▸ Consignes
[a] Dans l'article sur l'adolescence de Leïla Chavez Rancourt, où travaille sa mère, Claudia Rancourt ?
[b] Poursuivez l'article sur l'adolescence de Leïla Chavez Rancourt en partant de sa dernière phrase.

▸ Extrait choisi
*-*-*

Le Journal de Montreal

POUR ELLE, L’ADOLESCENC­E RIME AVEC NÉANT

-

Elle a dessiné son visage encerclé de fil de fer barbelé pour un projet d’arts plastiques. C’est ainsi que Leïla Chavez Rancourt a choisi d’illustrer son parcours au secondaire.

«Tu es donc bien dark», se sont étonnés ses pairs en voyant son autoportra­it. Elle ne leur a rien répondu, raconte-t-elle, en haussant les épaules. Derrière le sourire poli qu’elle affiche presque tout le temps, on ne sent pas de colère. Seulement cela: un haussement d’épaules. Sa vision du monde est sombre, et c’est tout.

Sa mère, Claudia Rancourt, trouve qu’elle est trop négative. Au contraire, elle trouve que sa mère est trop positive. Le Journal les a rencontrée­s à la maison, dans leur petit appartemen­t du Centre-Sud. Québécoise d’origine, Mme Rancourt travaille dans la cuisine d’un bingo. Le père de Leïla est originaire du Salvador et ne travaille pas en ce moment. Ils forment toujours un couple après 26 ans. Mme Rancourt s’est assise à la table de cuisine, tandis que Leïla s’est assise sur le comptoir, les épaules voûtées.

*-*-*

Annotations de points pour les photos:
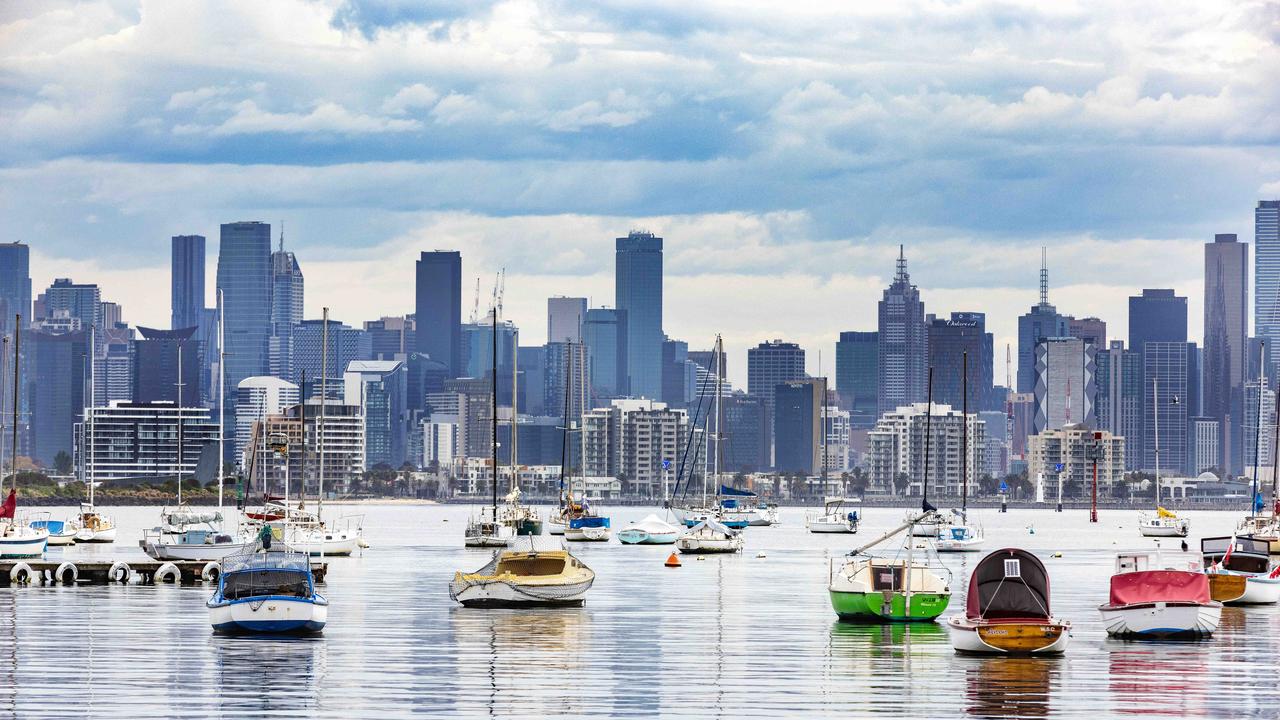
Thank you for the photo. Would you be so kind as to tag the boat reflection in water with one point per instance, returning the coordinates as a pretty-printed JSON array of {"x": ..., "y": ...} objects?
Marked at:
[{"x": 1010, "y": 686}]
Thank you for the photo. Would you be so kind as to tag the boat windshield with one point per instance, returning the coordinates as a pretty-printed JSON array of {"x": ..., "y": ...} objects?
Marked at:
[{"x": 259, "y": 583}]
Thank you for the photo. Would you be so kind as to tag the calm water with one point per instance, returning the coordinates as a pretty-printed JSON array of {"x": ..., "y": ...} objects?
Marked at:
[{"x": 725, "y": 637}]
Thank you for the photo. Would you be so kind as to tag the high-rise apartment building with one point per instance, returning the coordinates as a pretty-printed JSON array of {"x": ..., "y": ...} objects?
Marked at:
[
  {"x": 638, "y": 288},
  {"x": 186, "y": 281},
  {"x": 438, "y": 308},
  {"x": 904, "y": 354}
]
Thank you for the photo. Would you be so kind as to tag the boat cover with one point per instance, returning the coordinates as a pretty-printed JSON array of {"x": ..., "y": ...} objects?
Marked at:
[
  {"x": 1160, "y": 586},
  {"x": 1009, "y": 584}
]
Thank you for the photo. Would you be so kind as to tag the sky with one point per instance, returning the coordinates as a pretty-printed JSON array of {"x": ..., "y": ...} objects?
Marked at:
[{"x": 784, "y": 150}]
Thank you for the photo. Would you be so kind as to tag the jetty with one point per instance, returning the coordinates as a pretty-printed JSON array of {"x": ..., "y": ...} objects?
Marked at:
[{"x": 144, "y": 572}]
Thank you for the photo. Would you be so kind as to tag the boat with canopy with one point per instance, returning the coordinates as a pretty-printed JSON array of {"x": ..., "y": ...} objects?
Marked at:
[{"x": 1008, "y": 609}]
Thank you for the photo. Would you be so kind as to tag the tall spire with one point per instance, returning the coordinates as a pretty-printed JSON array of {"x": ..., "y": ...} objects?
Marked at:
[{"x": 1043, "y": 276}]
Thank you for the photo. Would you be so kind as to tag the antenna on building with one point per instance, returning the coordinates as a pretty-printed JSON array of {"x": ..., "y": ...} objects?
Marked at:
[{"x": 1043, "y": 276}]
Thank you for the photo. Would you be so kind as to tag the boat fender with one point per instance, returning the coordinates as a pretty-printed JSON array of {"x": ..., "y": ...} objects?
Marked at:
[
  {"x": 210, "y": 573},
  {"x": 60, "y": 574},
  {"x": 168, "y": 573},
  {"x": 21, "y": 574},
  {"x": 119, "y": 572}
]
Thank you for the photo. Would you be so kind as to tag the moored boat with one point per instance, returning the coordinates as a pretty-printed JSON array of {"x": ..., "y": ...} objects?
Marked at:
[
  {"x": 1008, "y": 609},
  {"x": 1239, "y": 570},
  {"x": 266, "y": 592},
  {"x": 517, "y": 578},
  {"x": 650, "y": 531},
  {"x": 1159, "y": 602}
]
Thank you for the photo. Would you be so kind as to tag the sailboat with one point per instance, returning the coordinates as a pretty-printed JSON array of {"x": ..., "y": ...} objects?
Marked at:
[
  {"x": 1165, "y": 523},
  {"x": 487, "y": 529},
  {"x": 890, "y": 589},
  {"x": 17, "y": 538},
  {"x": 187, "y": 533},
  {"x": 960, "y": 536},
  {"x": 94, "y": 525}
]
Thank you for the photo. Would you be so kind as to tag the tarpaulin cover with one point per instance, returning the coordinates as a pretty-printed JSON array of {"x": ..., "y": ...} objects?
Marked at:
[
  {"x": 995, "y": 593},
  {"x": 1160, "y": 586}
]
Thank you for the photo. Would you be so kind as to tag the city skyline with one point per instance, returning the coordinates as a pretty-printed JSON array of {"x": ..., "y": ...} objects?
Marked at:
[{"x": 794, "y": 168}]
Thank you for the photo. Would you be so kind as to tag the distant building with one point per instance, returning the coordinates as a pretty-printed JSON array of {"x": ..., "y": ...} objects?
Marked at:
[
  {"x": 638, "y": 287},
  {"x": 858, "y": 376},
  {"x": 438, "y": 311},
  {"x": 1070, "y": 447},
  {"x": 904, "y": 354}
]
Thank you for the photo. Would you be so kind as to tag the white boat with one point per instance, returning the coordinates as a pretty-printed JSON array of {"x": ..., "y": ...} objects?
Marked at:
[
  {"x": 1148, "y": 602},
  {"x": 650, "y": 531},
  {"x": 1008, "y": 609},
  {"x": 525, "y": 579},
  {"x": 709, "y": 536},
  {"x": 266, "y": 593},
  {"x": 836, "y": 516}
]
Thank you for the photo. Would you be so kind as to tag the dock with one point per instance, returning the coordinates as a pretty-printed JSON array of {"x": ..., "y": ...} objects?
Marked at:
[{"x": 144, "y": 572}]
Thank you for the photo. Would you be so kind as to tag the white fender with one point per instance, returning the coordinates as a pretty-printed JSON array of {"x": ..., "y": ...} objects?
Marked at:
[
  {"x": 21, "y": 574},
  {"x": 210, "y": 573},
  {"x": 168, "y": 573},
  {"x": 60, "y": 574},
  {"x": 119, "y": 572}
]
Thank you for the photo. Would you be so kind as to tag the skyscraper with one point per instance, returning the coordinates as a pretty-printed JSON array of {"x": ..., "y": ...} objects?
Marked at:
[
  {"x": 186, "y": 281},
  {"x": 638, "y": 288},
  {"x": 565, "y": 318},
  {"x": 438, "y": 310},
  {"x": 1042, "y": 322},
  {"x": 949, "y": 341},
  {"x": 1266, "y": 276},
  {"x": 245, "y": 279},
  {"x": 858, "y": 376},
  {"x": 14, "y": 285},
  {"x": 904, "y": 352}
]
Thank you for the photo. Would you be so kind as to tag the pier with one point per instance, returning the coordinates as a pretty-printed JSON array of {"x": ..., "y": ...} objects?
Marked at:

*-*-*

▸ Réponses par tâche
[a] Elle travaille dans la cuisine d'un bingo.

[b]
«Je préfère voir le négatif, comme ça t’es déjà préparé. Sinon, quand ça crash, t’es encore plus triste», explique Leïla.

Son pessimisme a commencé dès son entrée au secondaire. Elle avait très hâte de quitter le primaire et de se faire de nouveaux amis. Elle s’est plutôt sentie exclue pendant plus de quatre ans.

Elle se souvient encore d’une chicane d’amis qui a tourné au vinaigre lorsqu’elle était en 1re secondaire. «On était en classe et [une fille] m’envoyait des mots méchants, des insultes sur un papier. À un moment donné, j’avais publié une photo sur Snapchat. Elle a pris une capture d’écran, elle l’a montrée à tout le monde en disant que je faisais dur.»

Le négatif, c’est aussi la mort de son neveu, le bébé de sa grande soeur, de sept ans plus vieille, dont elle était proche. Elle était alors en 2e secondaire. Âgé de deux mois, le petit Max-Bartholomé a subi un syndrome de la mort subite du nourrisson, raconte Mme Rancourt, les larmes aux yeux.

Leïla est tombée en dépression. Autrefois croyante, elle a perdu la foi. «J’étais incapable d’être en présence d’un bébé.» Il lui a fallu plus de deux ans avant d’aller mieux.

Reste qu’elle ne veut pas avoir d’enfant plus tard. Sa mère avoue que ça la rend triste, elle qui aurait bien aimé avoir de petits enfants à amener au parc.

LOURD POUR UNE MÈRE

Le pessimisme de Leïla est-il lourd à porter parfois, pour une mère? «Oui», souffle-t-elle en regardant dans le vide.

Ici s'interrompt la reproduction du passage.